→ EXERCISE OBJECTIVE
Can you quote the lines below exactly, starting at the line with "Where can the sapling" and going through the last one?

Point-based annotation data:
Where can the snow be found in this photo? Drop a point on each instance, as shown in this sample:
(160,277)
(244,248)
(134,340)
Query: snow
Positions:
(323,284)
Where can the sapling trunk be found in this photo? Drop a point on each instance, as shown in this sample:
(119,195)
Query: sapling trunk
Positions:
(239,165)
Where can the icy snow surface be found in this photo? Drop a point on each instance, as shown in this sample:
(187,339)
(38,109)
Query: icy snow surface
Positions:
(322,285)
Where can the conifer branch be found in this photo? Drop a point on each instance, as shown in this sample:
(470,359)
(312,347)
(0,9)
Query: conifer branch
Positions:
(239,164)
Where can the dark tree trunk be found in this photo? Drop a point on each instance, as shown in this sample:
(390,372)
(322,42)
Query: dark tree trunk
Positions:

→ REPLY TO THE EXERCISE
Where can the sapling trunk be found in this photo? Drop a point on each instance, as shown in this sample:
(119,195)
Query: sapling trunk
Positions:
(239,165)
Where can the icy snow surface be found in this photo? Drop a point on each instance, as shown in this sample:
(187,339)
(38,109)
Query: icy snow surface
Positions:
(322,285)
Where can the conifer branch be found in this photo? Drop a point on each instance, as shown in this sample:
(470,359)
(312,347)
(0,9)
Query: conifer branch
Positions:
(239,164)
Where can the dark tree trunk be found in this photo? Drop a point on each instance, as shown in this sample:
(390,372)
(322,42)
Query: dark tree trunk
Positions:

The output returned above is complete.